» WORK REQUIRED
Return the full set of entries exactly. Omit none.

======== DATA TO PROCESS ========

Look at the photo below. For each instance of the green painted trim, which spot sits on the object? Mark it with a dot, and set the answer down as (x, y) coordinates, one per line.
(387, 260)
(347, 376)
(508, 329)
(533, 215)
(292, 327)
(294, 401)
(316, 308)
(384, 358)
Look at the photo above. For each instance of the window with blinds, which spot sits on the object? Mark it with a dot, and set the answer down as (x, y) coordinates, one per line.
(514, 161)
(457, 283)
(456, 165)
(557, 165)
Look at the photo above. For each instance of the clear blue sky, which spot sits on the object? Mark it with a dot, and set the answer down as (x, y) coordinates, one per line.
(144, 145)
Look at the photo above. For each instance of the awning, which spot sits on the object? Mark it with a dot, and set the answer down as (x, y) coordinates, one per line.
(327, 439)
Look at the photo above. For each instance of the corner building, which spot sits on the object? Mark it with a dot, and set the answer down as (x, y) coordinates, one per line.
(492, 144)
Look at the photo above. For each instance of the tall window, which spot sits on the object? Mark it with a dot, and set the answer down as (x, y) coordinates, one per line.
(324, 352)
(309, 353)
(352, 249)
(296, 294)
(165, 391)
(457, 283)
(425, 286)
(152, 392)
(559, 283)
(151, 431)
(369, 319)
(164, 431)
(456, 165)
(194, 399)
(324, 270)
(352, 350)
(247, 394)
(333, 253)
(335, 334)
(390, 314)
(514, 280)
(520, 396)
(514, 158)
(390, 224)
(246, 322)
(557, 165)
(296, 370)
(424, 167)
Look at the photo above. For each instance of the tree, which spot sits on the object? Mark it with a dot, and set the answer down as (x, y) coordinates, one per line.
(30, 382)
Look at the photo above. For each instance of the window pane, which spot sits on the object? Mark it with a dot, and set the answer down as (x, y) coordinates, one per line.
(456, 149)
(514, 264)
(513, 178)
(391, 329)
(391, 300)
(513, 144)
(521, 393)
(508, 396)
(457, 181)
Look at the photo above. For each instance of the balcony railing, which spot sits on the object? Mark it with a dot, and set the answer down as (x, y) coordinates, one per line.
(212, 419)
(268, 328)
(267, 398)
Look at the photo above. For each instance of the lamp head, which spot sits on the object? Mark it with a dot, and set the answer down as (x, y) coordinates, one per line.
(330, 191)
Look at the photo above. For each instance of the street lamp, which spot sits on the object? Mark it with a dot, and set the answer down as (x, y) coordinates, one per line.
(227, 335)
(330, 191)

========

» SOLUTION FOR THIS TASK
Look at the photo below. For each instance of the green painted trim, which spot sits on the object? Mark it with a dot, and set the answer down as (x, y) coordinates, one per line.
(387, 260)
(347, 376)
(508, 329)
(533, 215)
(292, 327)
(294, 401)
(316, 308)
(384, 358)
Look at the photo above. For each instance of the window with blinds, which spot sits on the object? Mark it with a dot, and set the answer down as (x, y) coordinates, one per line.
(514, 161)
(457, 283)
(456, 165)
(557, 165)
Look at the photo above. For each instance of the clear blue sky, which spot sits on the object? Mark it with a dot, and set the answer down as (x, y) coordinates, one per line.
(144, 145)
Look at the photo above. For each instance of the awning, which spot sits on the object? Mark it with a dot, and set the answer down as (x, y) coordinates, one per line.
(327, 439)
Look at the photo above. For each instance of the corner building, which spot sits on the object? Mark it with a dot, and set the answer down as (x, y) coordinates, one per line.
(492, 144)
Look at the photo above. For each instance of the tall window, which spot sits on the object? Mark it with a dot, and set the answer down as (x, y) coordinates, one per line.
(324, 352)
(309, 353)
(352, 249)
(296, 294)
(165, 391)
(457, 283)
(425, 286)
(152, 392)
(559, 283)
(151, 431)
(369, 319)
(164, 431)
(456, 165)
(194, 399)
(324, 270)
(352, 350)
(247, 394)
(333, 253)
(335, 334)
(390, 314)
(514, 280)
(520, 396)
(514, 158)
(390, 224)
(246, 322)
(557, 165)
(296, 370)
(424, 167)
Look at the photo above. For each instance of the tree, which spot sits on the object? Mark it with a dot, and set the answer down as (x, y) coordinates, one per line.
(30, 382)
Look at the photo above. For each instance of the window pane, which spot sits on the object? Mark it with a dot, and set the answer down as (x, y) coordinates, one per line.
(456, 149)
(514, 264)
(513, 178)
(391, 329)
(391, 300)
(513, 144)
(521, 393)
(508, 396)
(457, 181)
Look at the photo above. For each instance of the balcony railing, which spot sits on the object? Mark it with a dot, and set the answer down as (x, y) coordinates, one per line.
(212, 419)
(268, 328)
(267, 398)
Look at the photo above. For each instance of the lamp head, which spot sits on the object? Mark it with a dot, and set the answer down as (x, y) coordinates, one per line.
(330, 191)
Look at the photo above. For each instance of the street lamp, which spot sits on the object? Mark it with a dot, and set the answer down as (x, y) coordinates, one per line.
(227, 335)
(330, 191)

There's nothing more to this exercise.